Referring expression pointing data:
==========

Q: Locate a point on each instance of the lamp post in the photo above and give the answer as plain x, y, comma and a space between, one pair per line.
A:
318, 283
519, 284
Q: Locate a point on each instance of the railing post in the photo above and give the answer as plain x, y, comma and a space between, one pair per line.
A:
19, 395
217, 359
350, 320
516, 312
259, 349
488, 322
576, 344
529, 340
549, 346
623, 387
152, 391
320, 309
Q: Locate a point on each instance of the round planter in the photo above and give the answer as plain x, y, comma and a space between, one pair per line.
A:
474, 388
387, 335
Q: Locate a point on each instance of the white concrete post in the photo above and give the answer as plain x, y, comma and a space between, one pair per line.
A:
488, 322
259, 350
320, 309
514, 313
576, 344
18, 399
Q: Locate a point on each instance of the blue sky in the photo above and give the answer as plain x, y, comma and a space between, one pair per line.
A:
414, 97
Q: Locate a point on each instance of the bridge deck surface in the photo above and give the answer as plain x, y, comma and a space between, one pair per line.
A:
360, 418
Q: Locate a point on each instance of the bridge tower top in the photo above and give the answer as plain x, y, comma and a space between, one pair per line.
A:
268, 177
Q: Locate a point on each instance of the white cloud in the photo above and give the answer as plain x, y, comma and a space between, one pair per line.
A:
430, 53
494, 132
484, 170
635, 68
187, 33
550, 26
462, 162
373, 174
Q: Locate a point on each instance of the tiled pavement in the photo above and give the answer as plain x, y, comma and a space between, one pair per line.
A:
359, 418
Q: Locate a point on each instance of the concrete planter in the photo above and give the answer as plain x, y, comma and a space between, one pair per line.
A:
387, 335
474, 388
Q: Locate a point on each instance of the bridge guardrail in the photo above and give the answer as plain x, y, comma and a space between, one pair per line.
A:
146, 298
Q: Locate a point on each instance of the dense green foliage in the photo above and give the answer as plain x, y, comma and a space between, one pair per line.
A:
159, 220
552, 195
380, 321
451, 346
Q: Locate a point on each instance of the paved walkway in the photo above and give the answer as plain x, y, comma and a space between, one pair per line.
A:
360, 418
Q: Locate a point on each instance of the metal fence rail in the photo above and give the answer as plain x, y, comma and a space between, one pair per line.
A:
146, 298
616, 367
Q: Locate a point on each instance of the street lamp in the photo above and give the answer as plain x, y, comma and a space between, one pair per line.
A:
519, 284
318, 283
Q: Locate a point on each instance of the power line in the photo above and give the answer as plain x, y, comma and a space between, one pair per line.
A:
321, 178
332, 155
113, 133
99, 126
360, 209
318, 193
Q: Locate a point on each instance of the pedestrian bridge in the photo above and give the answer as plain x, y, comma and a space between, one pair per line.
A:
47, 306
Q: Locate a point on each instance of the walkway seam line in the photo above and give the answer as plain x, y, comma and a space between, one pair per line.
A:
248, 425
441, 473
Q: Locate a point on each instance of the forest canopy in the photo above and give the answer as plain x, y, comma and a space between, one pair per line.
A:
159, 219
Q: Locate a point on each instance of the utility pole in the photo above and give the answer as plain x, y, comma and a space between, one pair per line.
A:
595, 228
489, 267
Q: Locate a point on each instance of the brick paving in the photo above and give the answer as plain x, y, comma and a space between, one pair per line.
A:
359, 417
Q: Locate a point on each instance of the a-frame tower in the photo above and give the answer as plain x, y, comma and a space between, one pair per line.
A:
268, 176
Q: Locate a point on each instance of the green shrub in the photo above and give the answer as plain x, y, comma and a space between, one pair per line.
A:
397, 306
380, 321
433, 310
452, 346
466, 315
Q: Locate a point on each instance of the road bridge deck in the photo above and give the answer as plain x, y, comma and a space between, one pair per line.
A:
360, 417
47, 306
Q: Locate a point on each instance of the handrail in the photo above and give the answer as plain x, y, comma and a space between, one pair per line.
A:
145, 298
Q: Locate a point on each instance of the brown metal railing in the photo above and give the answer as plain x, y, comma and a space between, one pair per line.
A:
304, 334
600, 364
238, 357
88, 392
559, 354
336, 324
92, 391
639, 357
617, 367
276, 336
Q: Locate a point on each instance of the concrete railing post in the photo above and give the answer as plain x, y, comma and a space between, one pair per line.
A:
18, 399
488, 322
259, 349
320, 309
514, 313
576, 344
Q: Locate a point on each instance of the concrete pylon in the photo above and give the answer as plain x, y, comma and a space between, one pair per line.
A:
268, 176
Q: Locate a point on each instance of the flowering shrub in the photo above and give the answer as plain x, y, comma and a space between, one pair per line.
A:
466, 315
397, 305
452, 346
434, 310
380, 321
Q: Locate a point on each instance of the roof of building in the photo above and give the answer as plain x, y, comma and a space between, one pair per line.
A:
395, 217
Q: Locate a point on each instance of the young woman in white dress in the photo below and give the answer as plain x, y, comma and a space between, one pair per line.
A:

==========

Reproduce the whole of the records exactly, so that no line differs from the source above.

Q: Locate a point on each instance of the lamp post in the photo above and give the answer as plain x, y, comma and a space between, one pair per line.
A:
318, 283
519, 284
Q: Locate a point on each instance of the railing post in the photo above and give the answer as plain x, y, comma and a space between, one pair per line.
A:
19, 395
217, 359
350, 320
516, 312
259, 349
488, 322
576, 344
529, 340
549, 346
623, 387
152, 391
320, 309
Q: Locate a point on each instance of the round planter in the photo above and give the answer as plain x, y, comma and a space between, one pair per line.
A:
474, 388
387, 335
Q: Locate a point on each instance of the white concrete post in the photo above and give the answer as plain x, y, comma and a space between, one pair per line.
A:
488, 322
259, 350
320, 309
514, 313
576, 344
18, 399
Q: Locate a point on each instance of the blue sky in the photo above and give the answer as plain x, y, comma and a space between, one pair per line.
A:
414, 97
Q: Locate a point on each instance of the bridge deck surface in the photo above and give the answer as plain x, y, comma and a space between, one pair per line.
A:
360, 418
Q: Locate a point on each instance of the bridge tower top in the photo above and give the answer as plain x, y, comma and a space between, one pair per line.
A:
268, 177
Q: Locate a point on each instance of the white cloud in the photo above and give the answer as plain x, y, comma and a space between, one pair per line.
A:
430, 53
494, 132
484, 170
635, 68
187, 33
550, 26
462, 162
373, 174
Q: Locate a point on each instance of the tiled pavement in the photo above and give the answer as plain x, y, comma and a space between, one pair per line.
A:
359, 418
Q: Locate a point on each instance of the concrete planter in the photo above and give the answer as plain x, y, comma and a space between, one pair per line.
A:
387, 335
474, 388
Q: Locate a point on each instance of the bridge guardrail in the photo above and give the answer as plain x, y, comma and a space between, one pair per line.
A:
146, 298
Q: Locate a point on each instance of the dense green foliage in the photo above and give the answer as plain x, y, comma and a space between, one pair per line.
A:
159, 220
552, 195
380, 321
451, 346
Q: Locate a point on each instance of the paved walkway in the photo above and give the answer as plain x, y, comma and a space between, one pair per line.
A:
360, 418
Q: Locate a point on each instance of the metal fence rail in the photo above and give the answer as plain x, y, comma and a space between, one pair per line.
A:
146, 298
616, 367
Q: Locate a point on each instance of the street lamp in the photo above and give the answer as plain x, y, comma and a space between, one pair per line.
A:
519, 284
318, 283
Q: Locate a point on each instance of the power line in the photo above and give the answer as plain x, y, comma and a space between, one pair per line.
A:
321, 178
332, 155
113, 133
99, 126
360, 209
318, 193
Q: Locate a point on each instance of the pedestrian bridge in the photo above and give the answer as plain x, y, comma and a space between, one pair per line.
A:
47, 306
Q: Locate a point on each instance of the walkway seam line in the photo above and give the answer as plain x, y, comma and a space between, one pair per line.
A:
248, 425
441, 473
Q: Locate a point on each instance of the forest canopy in the photo above and give the answer as plain x, y, comma and a space between, one pair per line.
A:
159, 219
Q: Locate a point on each instance of the utility pole in the photo above and give the answer as plain x, y, comma and a space between, one pair per line.
A:
595, 228
489, 267
Q: Locate a point on each instance of the brick paving in the photo above and give the answer as plain x, y, comma and a space between, one pair per line.
A:
359, 417
Q: Locate a point on each instance of the a-frame tower in the photo above and give the answer as plain x, y, comma and a space between, one pair per line.
A:
268, 176
Q: Locate a point on each instance of the green shrub in the photo above and give the answer as plain x, y, comma and a space between, one pair per line.
A:
397, 306
380, 321
433, 310
452, 346
466, 315
Q: Locate a point on each instance of the road bridge deck in the photo above and give the answer as plain x, y, comma and a space between, one pair per line.
A:
360, 417
47, 306
Q: Locate a point on each instance of the handrail in the photo above and give the answer as plain x, y, comma and a space between, one pair per line.
A:
145, 298
Q: Locate a point on each instance of the brown metal railing in the photo above and give the answer as plain x, y, comma and a space between, one pair per line.
A:
304, 334
600, 364
238, 357
88, 392
559, 354
336, 324
92, 391
639, 357
617, 367
276, 336
Q: Locate a point on each instance of the concrete railing post in the photo above and give the answer as plain x, y, comma and a space between, one pair per line.
A:
18, 399
488, 322
259, 349
320, 309
514, 313
576, 344
Q: Locate a point on each instance of the concrete pylon in the photo above and give the answer as plain x, y, comma and a space between, one pair per line.
A:
268, 176
Q: Locate a point on each instance of the flowering shrub in the photo above and give the answer as plain x, y, comma and a space between, one pair per line.
A:
466, 315
397, 305
452, 346
434, 310
380, 321
Q: Locate a point on each instance of the roof of building in the photo above and give the answer as plain x, y, comma and a space between, one pair per line.
A:
395, 217
Q: Locate a point on each instance of the young woman in white dress in the photo below and give the answer as plain x, y, comma and a space between, one pair per line.
A:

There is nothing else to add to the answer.